**Given passage**

________________________

But Harper is denying that Hillary did the same, according to the Toronto newspaper. However...
The revelations about (Harper chief of staff Ian) Brodie's conversation with CTV have left a key unanswered question that holds some implications for the U.S. election.
Sources who overheard that conversation say he specifically mentioned that Canadian diplomats did get assurances from the Clinton camp -- and he never raised Mr. Obama's name.
Contrast that with John McCain, who famously told voters in Michigan's Republican primary that lost manufacturing jobs "aren't coming back." Dissing ethanol in Iowa. And decrying water boarding during the Republican debates when the likes of Mitt Romney were trying to out-tough Jack Nicholson's general in A Few Good Men.
John McCain has sacrificed for this country. With the Clintons, it's all about what you can do for them. Obama, maybe it really is all words without meaning.
Quotes of the day:
"I always thought of Hillary as the Ma Barker of the Clinton gang in those years (Bill's presidency). When the going got tough, when the Feds were closing in and the boys were whimpering in the corner, Ma would slap the fight back into them." -- Daniel Henninger in the March 7 Wall Street Journal
"Clinton can't compete on personality, but a knife fight is her only real hope of victory. She has nothing to lose because she never promised to purify America." -- David Brooks in the March 7 New York Times
The winter of my discontent
Wm. F. Buckley Jr. is dead. Brett Favre has retired. The stock market is down to its lowest point in a year. I drive in slot car tracks made of ice. It has been a long and lonely winter. And Robert Slottke, whom I have talked about on these electronic pages, has lost his battle with cancer at the age of 54 but he lives as an inspiration of courage under duress. He was determined to enjoy what he could of his life until it left him.

________________________

**Data listing**
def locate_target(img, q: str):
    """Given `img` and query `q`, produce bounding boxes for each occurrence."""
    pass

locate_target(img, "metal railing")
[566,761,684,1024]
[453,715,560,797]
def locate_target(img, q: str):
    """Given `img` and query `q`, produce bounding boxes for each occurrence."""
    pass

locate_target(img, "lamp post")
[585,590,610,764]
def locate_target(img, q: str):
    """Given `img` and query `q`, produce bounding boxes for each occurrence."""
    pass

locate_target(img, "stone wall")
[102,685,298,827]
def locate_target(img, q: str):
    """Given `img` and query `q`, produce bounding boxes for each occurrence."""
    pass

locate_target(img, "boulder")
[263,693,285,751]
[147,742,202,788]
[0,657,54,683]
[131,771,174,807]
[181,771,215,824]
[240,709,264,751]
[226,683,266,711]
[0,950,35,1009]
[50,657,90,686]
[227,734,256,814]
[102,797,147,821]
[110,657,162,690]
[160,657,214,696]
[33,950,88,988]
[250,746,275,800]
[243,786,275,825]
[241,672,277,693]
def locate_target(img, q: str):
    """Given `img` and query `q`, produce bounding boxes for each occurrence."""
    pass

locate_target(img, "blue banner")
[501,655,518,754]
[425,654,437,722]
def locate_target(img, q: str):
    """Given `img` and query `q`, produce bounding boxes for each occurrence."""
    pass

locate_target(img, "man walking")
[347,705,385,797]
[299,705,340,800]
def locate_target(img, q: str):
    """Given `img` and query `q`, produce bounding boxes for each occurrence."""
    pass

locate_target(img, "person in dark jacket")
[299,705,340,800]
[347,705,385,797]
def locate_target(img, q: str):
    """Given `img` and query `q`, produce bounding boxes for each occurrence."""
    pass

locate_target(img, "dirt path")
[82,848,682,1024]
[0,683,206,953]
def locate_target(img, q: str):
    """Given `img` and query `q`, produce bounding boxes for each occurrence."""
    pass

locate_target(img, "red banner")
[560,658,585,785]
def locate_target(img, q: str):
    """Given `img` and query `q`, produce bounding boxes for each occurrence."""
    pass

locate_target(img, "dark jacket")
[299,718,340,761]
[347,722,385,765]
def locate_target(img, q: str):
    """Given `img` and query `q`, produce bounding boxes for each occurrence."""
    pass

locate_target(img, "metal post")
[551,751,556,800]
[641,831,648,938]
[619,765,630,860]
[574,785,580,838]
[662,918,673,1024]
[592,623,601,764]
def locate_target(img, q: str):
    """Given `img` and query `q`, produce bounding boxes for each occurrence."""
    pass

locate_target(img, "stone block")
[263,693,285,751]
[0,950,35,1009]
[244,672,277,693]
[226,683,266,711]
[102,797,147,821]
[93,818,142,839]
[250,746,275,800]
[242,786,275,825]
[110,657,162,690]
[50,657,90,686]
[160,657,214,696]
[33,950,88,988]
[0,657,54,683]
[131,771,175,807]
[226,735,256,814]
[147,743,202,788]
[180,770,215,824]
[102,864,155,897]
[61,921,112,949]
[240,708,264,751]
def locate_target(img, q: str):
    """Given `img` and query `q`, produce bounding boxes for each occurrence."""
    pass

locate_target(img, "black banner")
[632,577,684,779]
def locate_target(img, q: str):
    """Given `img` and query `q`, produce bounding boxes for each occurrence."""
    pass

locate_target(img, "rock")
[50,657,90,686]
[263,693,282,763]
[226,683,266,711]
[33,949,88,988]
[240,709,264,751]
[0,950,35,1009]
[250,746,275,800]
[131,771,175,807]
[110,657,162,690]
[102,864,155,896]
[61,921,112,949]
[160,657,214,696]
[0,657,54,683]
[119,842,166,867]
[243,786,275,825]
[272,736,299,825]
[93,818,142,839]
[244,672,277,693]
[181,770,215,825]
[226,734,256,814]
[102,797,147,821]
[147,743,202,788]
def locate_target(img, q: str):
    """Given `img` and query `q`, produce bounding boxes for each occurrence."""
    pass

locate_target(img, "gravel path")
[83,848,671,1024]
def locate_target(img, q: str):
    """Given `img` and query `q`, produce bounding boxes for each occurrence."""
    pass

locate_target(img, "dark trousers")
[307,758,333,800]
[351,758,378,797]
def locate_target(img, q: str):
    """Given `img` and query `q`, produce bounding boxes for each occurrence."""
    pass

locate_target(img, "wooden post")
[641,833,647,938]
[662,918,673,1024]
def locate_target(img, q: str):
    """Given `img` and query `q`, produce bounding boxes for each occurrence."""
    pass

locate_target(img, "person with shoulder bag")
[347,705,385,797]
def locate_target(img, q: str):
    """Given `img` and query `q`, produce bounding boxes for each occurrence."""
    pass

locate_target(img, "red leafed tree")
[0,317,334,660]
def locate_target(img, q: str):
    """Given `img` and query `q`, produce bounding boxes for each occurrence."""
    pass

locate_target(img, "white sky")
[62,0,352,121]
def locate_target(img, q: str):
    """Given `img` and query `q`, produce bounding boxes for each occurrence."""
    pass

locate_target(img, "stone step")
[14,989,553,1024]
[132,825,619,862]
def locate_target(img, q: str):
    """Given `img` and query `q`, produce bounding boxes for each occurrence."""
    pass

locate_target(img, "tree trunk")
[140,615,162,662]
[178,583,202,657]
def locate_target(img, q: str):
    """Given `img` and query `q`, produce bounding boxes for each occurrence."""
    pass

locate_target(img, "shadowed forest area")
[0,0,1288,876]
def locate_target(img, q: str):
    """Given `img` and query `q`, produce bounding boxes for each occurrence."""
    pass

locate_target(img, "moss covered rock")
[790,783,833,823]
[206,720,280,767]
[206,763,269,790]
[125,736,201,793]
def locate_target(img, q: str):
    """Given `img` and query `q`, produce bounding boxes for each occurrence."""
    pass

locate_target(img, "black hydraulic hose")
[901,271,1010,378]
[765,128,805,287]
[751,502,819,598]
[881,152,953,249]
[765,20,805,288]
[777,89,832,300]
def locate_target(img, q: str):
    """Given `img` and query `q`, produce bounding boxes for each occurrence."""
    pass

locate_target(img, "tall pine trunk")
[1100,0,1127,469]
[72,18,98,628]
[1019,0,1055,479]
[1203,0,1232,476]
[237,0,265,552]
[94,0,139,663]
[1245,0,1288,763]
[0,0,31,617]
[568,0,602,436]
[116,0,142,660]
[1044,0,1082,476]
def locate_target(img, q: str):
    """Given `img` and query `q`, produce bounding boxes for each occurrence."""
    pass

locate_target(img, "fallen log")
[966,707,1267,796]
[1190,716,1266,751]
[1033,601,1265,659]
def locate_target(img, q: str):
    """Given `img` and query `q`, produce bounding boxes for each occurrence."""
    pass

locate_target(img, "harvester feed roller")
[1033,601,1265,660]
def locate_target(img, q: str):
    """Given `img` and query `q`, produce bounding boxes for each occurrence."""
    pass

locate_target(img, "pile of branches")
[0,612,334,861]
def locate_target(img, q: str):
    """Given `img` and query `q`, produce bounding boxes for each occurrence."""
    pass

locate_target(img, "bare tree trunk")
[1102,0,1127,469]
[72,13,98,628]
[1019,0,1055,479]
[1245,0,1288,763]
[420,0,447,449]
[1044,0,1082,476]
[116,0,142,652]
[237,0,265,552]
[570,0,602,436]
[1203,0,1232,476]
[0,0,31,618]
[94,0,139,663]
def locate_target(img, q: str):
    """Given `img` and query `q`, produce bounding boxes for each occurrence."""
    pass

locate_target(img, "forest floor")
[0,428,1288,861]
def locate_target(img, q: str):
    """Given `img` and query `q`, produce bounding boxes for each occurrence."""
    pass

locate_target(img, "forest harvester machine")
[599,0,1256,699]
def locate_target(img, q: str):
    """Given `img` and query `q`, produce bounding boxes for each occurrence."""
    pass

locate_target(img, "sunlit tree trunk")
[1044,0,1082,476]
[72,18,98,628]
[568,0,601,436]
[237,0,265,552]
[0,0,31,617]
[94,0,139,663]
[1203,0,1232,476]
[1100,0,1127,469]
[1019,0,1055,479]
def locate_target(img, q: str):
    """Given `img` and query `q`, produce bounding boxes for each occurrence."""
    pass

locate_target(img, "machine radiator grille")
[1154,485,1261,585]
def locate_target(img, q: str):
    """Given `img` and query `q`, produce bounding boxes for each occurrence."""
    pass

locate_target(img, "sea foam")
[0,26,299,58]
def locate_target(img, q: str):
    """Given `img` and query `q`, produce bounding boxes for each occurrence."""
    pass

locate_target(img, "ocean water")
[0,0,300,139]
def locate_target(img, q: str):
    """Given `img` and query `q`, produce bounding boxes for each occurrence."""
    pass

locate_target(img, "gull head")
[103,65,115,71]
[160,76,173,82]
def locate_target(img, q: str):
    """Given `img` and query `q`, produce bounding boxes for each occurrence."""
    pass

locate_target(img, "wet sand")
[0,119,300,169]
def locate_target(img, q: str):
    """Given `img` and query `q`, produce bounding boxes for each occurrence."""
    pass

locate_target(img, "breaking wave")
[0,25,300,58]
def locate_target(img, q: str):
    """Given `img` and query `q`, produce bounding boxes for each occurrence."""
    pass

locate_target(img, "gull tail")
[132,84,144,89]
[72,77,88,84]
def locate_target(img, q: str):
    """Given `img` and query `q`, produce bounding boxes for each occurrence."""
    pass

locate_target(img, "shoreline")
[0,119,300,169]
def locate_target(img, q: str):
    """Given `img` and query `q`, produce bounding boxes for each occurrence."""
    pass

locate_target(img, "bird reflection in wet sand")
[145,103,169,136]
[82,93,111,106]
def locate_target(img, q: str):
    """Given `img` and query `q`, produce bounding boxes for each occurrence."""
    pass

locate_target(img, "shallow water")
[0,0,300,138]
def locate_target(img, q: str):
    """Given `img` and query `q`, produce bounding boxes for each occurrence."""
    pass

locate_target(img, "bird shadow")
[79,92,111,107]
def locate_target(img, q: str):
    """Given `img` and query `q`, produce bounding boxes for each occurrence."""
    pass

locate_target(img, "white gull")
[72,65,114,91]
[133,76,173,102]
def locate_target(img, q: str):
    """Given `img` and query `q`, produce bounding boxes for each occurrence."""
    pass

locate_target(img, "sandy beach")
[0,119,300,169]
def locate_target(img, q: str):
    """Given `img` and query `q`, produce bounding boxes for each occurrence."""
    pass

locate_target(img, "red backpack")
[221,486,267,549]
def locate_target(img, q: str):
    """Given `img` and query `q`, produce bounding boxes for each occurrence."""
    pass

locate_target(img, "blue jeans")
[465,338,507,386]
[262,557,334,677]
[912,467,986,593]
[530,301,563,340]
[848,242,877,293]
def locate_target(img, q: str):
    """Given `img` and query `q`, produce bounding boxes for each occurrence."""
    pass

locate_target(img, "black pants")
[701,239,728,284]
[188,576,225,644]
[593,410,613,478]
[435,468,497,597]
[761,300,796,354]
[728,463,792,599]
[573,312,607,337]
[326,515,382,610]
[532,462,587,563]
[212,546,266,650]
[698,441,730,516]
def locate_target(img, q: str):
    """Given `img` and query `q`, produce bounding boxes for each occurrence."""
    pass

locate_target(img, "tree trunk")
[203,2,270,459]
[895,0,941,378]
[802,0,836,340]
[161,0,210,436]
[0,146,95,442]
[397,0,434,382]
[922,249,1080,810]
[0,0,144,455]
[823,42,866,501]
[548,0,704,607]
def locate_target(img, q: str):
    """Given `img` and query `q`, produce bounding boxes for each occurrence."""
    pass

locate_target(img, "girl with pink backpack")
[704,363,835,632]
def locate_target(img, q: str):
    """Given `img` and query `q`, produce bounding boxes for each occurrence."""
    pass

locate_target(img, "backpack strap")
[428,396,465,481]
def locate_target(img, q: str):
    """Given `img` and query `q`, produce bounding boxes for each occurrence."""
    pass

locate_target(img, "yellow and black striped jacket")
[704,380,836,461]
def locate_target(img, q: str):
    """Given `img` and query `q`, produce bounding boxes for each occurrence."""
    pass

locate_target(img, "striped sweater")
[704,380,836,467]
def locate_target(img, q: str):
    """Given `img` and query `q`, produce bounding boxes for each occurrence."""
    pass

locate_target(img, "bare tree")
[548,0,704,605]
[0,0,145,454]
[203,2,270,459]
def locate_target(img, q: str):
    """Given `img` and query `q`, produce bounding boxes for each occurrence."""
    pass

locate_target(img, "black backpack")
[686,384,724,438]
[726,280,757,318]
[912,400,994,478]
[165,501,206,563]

________________________

**Using the information**
- 1) Check (a), (b) and (c) against the column on the campaign and a long winter. Answer each with yes or no and quote the words that decide it. (a) Sources say Brodie mentioned Mr. Obama's name in the overheard conversation. (b) Robert Slottke died of cancer at the age of 54. (c) The David Brooks quote appeared in the March 7 Wall Street Journal.
- 2) Pick up the column on the campaign and a long winter after its last sentence and keep writing it.

**Answers given**
- 1)
(a) No: "and he never raised Mr. Obama's name."
(b) Yes: "has lost his battle with cancer at the age of 54"
(c) No: "-- David Brooks in the March 7 New York Times"

- 2)
Similarly, but on a grander scale, I was struck by the many testimonials to the late Wm. F. Buckley extended by the young writers and struggling artists he befriended, mentored and championed. Imagine starting your own magazine at age 30. The National Review was an incubator of greatness.
Like his political godchild, Ronald Reagan, Buckley was the happy warrior. He brought an élan and brio to conservative thought, chased the loonies out of the conservative movement, defined it as internationalist rather than isolationist (what a volte face that liberalism would become economically and militarily isolationist), claimed God's proper place in the Public Square, put his faith in the individual rather than the collective, excommunicated Communism as an absolute evil, celebrated Western culture, spawned the intellectual renaissance of the Right that continues to this day. It is liberalism that is the force of reaction. The ideas are still with the conservative moment.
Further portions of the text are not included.